**SELECTED EXCERPT:**
------------------------

This figure collects the expected path of GDP without the coronacrisis (“Structural GDP w.o. corona”), the path expected in autumn, and the path that I and many other economists expect now (“Negative scenario”)

Danish GDP forecasts. DKK billion. Main and negative scenarios from Autumn 2020 projections vs. expected path of structural Danish GDP assuming no corona crisis.
Source: Danish Economic Councils

As is obvious from the graph, the expected reduction in GDP is just so much bigger now. More precisely, the expected loss in GDP due to corona (the reduction in GDP due to corona) is now app. DKK 400bn. This is basically two times the loss of economic activity expected just one month ago. This illustrates the costs of an additional wave of the coronacrisis.

Health-induced costs

Health-induced costs depend on the number of deaths, as described in my December blog post (link). In my December post, I assumed that the rate of deaths prevailing at the time of writing would continue for one more year. This was an assumption similar to the one used by Cutler & Summers for the US. This accumulated to 2100 expected deaths in total in Denmark. I argued that this was an aggressive assumption, given that I hoped vaccines were about to be rolled out, but it was the one used by Cutler & Summers, so I used that, too, such that I could compare costs for the US and Denmark.

------------------------

**INPUT DATA:**

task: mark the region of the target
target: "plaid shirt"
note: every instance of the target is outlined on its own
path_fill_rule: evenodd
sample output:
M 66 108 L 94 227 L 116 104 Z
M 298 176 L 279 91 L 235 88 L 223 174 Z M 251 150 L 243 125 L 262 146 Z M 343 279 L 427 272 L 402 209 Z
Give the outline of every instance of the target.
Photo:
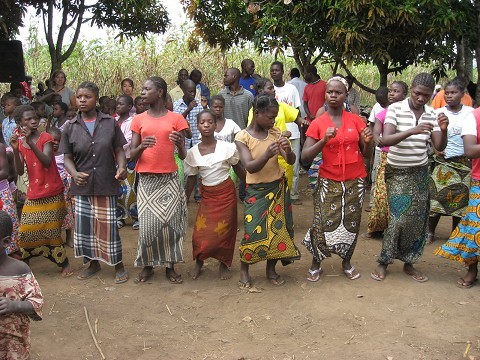
M 190 131 L 192 132 L 192 138 L 191 139 L 185 139 L 185 148 L 191 149 L 195 145 L 197 145 L 200 142 L 201 135 L 200 131 L 198 131 L 197 128 L 197 115 L 203 110 L 203 106 L 200 102 L 199 99 L 196 99 L 198 102 L 198 105 L 190 111 L 190 113 L 187 115 L 187 122 L 188 125 L 190 126 Z M 182 115 L 185 110 L 187 110 L 188 105 L 185 104 L 185 101 L 182 99 L 179 99 L 175 101 L 173 104 L 173 112 L 176 112 L 180 115 Z

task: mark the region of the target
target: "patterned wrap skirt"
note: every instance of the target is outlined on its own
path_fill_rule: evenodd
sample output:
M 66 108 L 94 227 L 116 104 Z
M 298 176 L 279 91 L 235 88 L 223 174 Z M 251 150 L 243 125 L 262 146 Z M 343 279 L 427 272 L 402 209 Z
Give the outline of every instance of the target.
M 43 199 L 25 200 L 18 242 L 24 260 L 43 256 L 60 267 L 68 264 L 62 239 L 62 223 L 66 213 L 63 191 Z
M 138 219 L 135 164 L 136 161 L 128 162 L 127 178 L 120 182 L 117 198 L 117 220 L 123 220 L 126 224 L 133 224 Z
M 116 196 L 75 196 L 75 257 L 108 265 L 122 262 L 122 242 L 117 228 Z
M 470 265 L 480 261 L 480 180 L 472 179 L 466 210 L 448 241 L 435 250 L 435 255 Z
M 232 266 L 237 237 L 237 194 L 229 177 L 216 186 L 201 187 L 197 219 L 193 229 L 193 258 L 214 258 Z
M 187 201 L 178 173 L 140 174 L 137 201 L 140 237 L 134 265 L 183 262 Z
M 380 153 L 380 162 L 375 178 L 373 205 L 368 214 L 368 232 L 384 231 L 388 226 L 388 200 L 387 185 L 385 184 L 385 167 L 387 166 L 387 153 Z
M 365 180 L 319 177 L 313 194 L 313 225 L 302 244 L 317 261 L 337 254 L 350 260 L 357 244 Z
M 432 157 L 430 216 L 462 217 L 468 205 L 471 162 L 464 156 L 444 159 Z
M 244 205 L 245 235 L 240 242 L 242 262 L 254 264 L 278 259 L 287 265 L 300 258 L 293 238 L 292 204 L 286 178 L 248 184 Z
M 428 179 L 428 165 L 395 168 L 387 164 L 390 218 L 377 260 L 380 264 L 391 264 L 394 259 L 413 264 L 422 256 L 430 207 Z
M 17 204 L 15 203 L 12 192 L 10 191 L 10 187 L 8 186 L 8 180 L 4 181 L 7 182 L 7 185 L 3 191 L 0 191 L 0 209 L 5 211 L 10 216 L 10 219 L 12 219 L 12 234 L 10 235 L 10 244 L 6 248 L 7 255 L 9 255 L 18 250 L 19 221 Z

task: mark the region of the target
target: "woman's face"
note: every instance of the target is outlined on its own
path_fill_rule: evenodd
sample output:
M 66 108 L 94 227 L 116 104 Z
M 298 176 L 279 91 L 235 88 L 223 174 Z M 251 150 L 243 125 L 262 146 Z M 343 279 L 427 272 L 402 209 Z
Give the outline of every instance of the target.
M 325 90 L 325 101 L 329 107 L 335 109 L 343 107 L 347 98 L 347 89 L 340 81 L 330 81 Z
M 419 110 L 427 104 L 433 94 L 433 89 L 424 85 L 417 85 L 410 90 L 411 106 L 414 110 Z
M 142 88 L 142 100 L 144 104 L 154 104 L 161 98 L 162 91 L 158 89 L 153 81 L 147 80 Z
M 393 83 L 388 88 L 388 103 L 393 104 L 405 99 L 406 94 L 403 92 L 403 86 Z
M 456 85 L 449 85 L 445 87 L 445 102 L 449 106 L 456 106 L 460 104 L 463 97 L 463 91 L 461 91 Z
M 256 110 L 253 114 L 257 125 L 262 129 L 268 130 L 275 126 L 275 118 L 278 115 L 278 107 L 270 106 L 261 112 Z
M 58 73 L 55 75 L 55 85 L 63 86 L 65 85 L 65 75 L 63 73 Z
M 81 112 L 89 112 L 95 109 L 97 96 L 89 89 L 77 90 L 77 106 Z
M 130 81 L 124 81 L 122 83 L 122 91 L 125 95 L 132 96 L 133 95 L 133 84 Z
M 267 81 L 265 83 L 265 86 L 263 87 L 262 91 L 260 92 L 261 94 L 266 94 L 266 95 L 271 95 L 275 96 L 275 88 L 273 87 L 273 84 L 271 81 Z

------------------------

**TASK DIRECTIONS:** Continue the excerpt on the economic and health costs of the coronacrisis in Denmark, picking up right after its final sentence.

**RESPONSE BELOW:**
Now, unfortunately, the assumption does not look that far off. During the past six weeks only, the number of deaths has increased by 75% in Denmark, from 800 to 1400. Given the severity of the current wave, and the slow roll-out of the vaccines, I do not feel comfortable changing my assumption with respect to the health-induced costs.

Updated expected cost of the crisis

This table collects my updated expected economic costs of the corona crisis in Denmark, together with my December expectation:

My estimate of the expected total cost of the crisis has increased from DKK 336bn to 536bn. This corresponds to 25% of pre-crisis Danish GDP, up from 16%. It also corresponds to app. DKK 90,000 per Dane (app. USD 15,000), compared with my best guess of DKK 60,000 per Dane in late November/early December (app. USD 10,000). In just six weeks, due to a terrible second wave of the corona crisis, the cost of the crisis has increased by something like 50% on a per-capita basis.


Obviously, there is a lot of uncertainty surrounding calculations such as these. The mere fact that six weeks of new data can change the economic outlook so much bear this out. Also, I use forecasts from the independent Danish Economic Councils. I expect all forecasters to agree that the economic outlook has turned to the worse, but exactly how much probably differs from forecaster to forecaster.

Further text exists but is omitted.